:: Brief 1 ::
Using the transcription text, decide whether each statement agrees with it: (a) Deletion analysis points to the 270-380 region of Rpo41 as a possible mediator of interactions with Mtf1. (b) In T7 RNAP, DNA melting at the promoter depends on initiation transcription factors. (c) RNAP escapes abortive initiation once it has made 2-mer RNA. Answer yes or no for each and quote the deciding words of the text.
:: Brief 2 ::
Print the transcription text word for word from "Mutational studies also" to "interact with Mtf1.".

Mutational studies also indicate that multiple regions of Rpo41 protein are involved in protein-protein interaction with Mtf1. Deletion analysis of Rpo41 indicates that the 270-380 region may mediate interactions with Mtf1 [39]. Similarly, a genetic suppressor screen using Mtf1/V135A mutant, which does not interact with Rpo41, identified three Rpo41 mutants (K1273A, A631V, E1124K) that restored interactions [64]. The location of these suppressor mutants in Rpo41 raises interesting possibilities of the promoter binding elements being involved in Rpo41-Mtf1 interactions. The A631 lies within the intercalating hairpin loop, E1124 in the promoter specificity loop, and K1273 in the extended foot. It will be interesting to determine whether Mtf1 interacts directly with these promoter binding elements or the mutations reorganize specific regions of Rpo41 that interact with Mtf1.

3. Mechanism of Transcription initiation

The general mechanism of DNA transcription is conserved in single-subunit and multi-subunit RNAPs from phage to human. Transcription takes places in three general stages of initiation, elongation, and termination. During initiation, the RNAP locates the promoter with or without the transcription factors. Once the RNAP is bound to the promoter, a specific region of the DNA is melted either by the RNAP itself, as in T7 RNAP, or by the RNAP and initiation transcription factors, as in multi-subunit RNAPs or mtRNAPs. In the resulting open complex, the transcription start site is melted and positioned deep within the catalytic site, where it directs sequence specific RNA synthesis. Binding of +1 and +2, priming and incoming NTPs, respectively, initiates 2-mer RNA synthesis by the nucleotidyl transfer reaction. During initiation, the RNAP makes short RNA products from 2-12 nt that dissociate into solution as abortive products. RNAP escapes abortive initiation after synthesis of 9-12 nt RNA, after which RNAP enters into the elongation stage, where RNA synthesis is highly processive, until termination.

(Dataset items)
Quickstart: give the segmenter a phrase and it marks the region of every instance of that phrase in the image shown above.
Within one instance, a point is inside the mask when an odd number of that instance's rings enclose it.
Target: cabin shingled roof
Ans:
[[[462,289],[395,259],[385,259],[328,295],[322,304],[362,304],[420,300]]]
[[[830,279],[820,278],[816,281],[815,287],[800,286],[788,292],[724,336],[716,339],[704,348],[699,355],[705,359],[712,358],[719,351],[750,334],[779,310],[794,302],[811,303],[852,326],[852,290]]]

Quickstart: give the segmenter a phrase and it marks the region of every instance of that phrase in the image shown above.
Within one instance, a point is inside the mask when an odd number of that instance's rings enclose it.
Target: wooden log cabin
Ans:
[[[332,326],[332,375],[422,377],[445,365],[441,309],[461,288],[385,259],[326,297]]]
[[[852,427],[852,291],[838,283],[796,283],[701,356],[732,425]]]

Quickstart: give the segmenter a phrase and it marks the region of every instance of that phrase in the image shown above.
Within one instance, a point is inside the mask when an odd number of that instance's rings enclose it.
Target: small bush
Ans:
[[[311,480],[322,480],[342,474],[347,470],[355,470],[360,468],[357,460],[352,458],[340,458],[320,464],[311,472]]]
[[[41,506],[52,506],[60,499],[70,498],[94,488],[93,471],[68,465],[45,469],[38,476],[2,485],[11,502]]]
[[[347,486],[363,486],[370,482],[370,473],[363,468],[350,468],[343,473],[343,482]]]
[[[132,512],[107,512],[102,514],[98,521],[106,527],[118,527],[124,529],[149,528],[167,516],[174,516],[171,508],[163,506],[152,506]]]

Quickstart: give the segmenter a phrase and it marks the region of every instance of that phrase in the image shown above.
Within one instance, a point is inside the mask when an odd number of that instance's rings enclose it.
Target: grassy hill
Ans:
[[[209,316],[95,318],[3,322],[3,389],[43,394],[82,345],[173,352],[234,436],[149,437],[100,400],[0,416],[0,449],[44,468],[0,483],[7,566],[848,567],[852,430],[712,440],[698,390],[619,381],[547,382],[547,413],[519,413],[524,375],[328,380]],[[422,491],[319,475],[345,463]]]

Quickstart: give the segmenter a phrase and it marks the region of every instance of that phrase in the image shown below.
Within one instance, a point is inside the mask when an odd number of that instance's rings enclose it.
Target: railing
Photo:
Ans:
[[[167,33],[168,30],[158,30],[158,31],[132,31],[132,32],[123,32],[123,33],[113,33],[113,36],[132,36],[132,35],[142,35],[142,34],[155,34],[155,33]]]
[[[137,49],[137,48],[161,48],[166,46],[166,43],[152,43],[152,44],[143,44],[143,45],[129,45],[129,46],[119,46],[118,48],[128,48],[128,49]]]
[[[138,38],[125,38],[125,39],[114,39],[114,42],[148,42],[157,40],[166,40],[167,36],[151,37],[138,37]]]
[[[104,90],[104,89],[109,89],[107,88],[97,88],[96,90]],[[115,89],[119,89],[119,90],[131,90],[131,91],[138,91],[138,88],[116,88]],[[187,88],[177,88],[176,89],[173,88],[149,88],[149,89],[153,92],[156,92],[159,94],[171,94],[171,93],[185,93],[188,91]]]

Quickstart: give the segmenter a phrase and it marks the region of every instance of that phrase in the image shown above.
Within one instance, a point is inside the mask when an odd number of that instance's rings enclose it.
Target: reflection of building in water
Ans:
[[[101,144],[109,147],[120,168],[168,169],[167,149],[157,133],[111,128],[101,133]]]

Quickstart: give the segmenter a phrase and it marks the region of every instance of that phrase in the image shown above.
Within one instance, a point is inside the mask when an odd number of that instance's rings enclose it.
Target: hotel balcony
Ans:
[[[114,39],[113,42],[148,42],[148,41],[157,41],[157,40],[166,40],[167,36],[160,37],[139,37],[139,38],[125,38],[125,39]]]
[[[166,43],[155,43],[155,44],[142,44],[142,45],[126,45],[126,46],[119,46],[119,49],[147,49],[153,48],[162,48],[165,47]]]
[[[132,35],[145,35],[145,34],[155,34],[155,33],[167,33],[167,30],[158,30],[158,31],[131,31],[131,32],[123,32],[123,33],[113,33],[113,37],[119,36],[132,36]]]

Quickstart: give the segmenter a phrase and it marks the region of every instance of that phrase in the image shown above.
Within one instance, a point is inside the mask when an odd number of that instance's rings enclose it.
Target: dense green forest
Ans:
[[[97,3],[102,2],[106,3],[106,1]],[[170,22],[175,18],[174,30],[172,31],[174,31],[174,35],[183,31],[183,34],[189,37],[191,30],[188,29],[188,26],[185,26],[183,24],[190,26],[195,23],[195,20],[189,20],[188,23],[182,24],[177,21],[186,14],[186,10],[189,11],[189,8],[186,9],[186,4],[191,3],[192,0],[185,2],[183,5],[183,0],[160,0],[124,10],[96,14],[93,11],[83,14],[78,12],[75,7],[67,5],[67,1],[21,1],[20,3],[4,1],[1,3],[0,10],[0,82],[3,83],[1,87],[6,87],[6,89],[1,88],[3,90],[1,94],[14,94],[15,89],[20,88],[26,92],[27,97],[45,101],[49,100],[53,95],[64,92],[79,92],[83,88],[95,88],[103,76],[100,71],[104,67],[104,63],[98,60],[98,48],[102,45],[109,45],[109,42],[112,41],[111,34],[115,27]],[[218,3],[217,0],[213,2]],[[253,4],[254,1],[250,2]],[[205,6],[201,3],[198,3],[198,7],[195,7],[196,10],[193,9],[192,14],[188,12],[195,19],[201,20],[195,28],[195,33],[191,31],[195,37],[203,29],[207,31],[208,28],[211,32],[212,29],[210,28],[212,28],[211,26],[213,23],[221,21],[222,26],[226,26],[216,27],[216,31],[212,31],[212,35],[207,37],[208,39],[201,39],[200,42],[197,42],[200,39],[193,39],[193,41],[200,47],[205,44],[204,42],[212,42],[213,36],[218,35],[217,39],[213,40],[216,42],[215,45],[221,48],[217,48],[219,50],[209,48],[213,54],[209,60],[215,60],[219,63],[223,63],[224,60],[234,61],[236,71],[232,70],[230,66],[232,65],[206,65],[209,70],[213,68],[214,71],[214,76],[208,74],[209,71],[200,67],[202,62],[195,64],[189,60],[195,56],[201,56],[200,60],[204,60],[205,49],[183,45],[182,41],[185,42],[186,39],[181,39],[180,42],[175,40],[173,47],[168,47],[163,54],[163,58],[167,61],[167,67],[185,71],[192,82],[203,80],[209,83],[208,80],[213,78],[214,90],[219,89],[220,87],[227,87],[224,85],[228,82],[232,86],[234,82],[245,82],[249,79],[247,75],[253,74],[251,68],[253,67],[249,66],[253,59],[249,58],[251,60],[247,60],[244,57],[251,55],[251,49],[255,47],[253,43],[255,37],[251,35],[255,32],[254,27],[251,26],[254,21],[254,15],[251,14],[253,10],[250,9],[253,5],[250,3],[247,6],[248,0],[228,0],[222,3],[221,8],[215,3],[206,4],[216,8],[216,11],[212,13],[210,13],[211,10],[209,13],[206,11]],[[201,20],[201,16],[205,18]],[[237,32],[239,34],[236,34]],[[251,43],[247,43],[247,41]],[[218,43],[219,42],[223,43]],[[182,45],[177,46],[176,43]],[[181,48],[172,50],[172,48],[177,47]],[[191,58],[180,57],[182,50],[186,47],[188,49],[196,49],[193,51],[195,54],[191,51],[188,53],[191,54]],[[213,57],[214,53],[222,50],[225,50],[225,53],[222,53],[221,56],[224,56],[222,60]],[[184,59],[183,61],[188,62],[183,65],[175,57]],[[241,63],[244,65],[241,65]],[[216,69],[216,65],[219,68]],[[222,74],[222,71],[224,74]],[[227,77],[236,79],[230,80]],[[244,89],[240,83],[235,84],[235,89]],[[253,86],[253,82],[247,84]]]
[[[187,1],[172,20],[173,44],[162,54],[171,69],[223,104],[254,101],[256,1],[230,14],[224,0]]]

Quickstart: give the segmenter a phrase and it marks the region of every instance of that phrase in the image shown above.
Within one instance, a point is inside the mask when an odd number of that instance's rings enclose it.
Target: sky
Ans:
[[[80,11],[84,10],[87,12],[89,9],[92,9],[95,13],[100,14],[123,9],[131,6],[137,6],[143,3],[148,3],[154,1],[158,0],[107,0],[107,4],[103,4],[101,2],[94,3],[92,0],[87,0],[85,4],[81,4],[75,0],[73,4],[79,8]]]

:: Exercise result 1 ::
(a) Yes: "Deletion analysis of Rpo41 indicates that the 270-380 region may mediate interactions with Mtf1"
(b) No: "a specific region of the DNA is melted either by the RNAP itself, as in T7 RNAP"
(c) No: "RNAP escapes abortive initiation after synthesis of 9-12 nt RNA"

:: Exercise result 2 ::
Mutational studies also indicate that multiple regions of Rpo41 protein are involved in protein-protein interaction with Mtf1. Deletion analysis of Rpo41 indicates that the 270-380 region may mediate interactions with Mtf1 [39]. Similarly, a genetic suppressor screen using Mtf1/V135A mutant, which does not interact with Rpo41, identified three Rpo41 mutants (K1273A, A631V, E1124K) that restored interactions [64]. The location of these suppressor mutants in Rpo41 raises interesting possibilities of the promoter binding elements being involved in Rpo41-Mtf1 interactions. The A631 lies within the intercalating hairpin loop, E1124 in the promoter specificity loop, and K1273 in the extended foot. It will be interesting to determine whether Mtf1 interacts directly with these promoter binding elements or the mutations reorganize specific regions of Rpo41 that interact with Mtf1.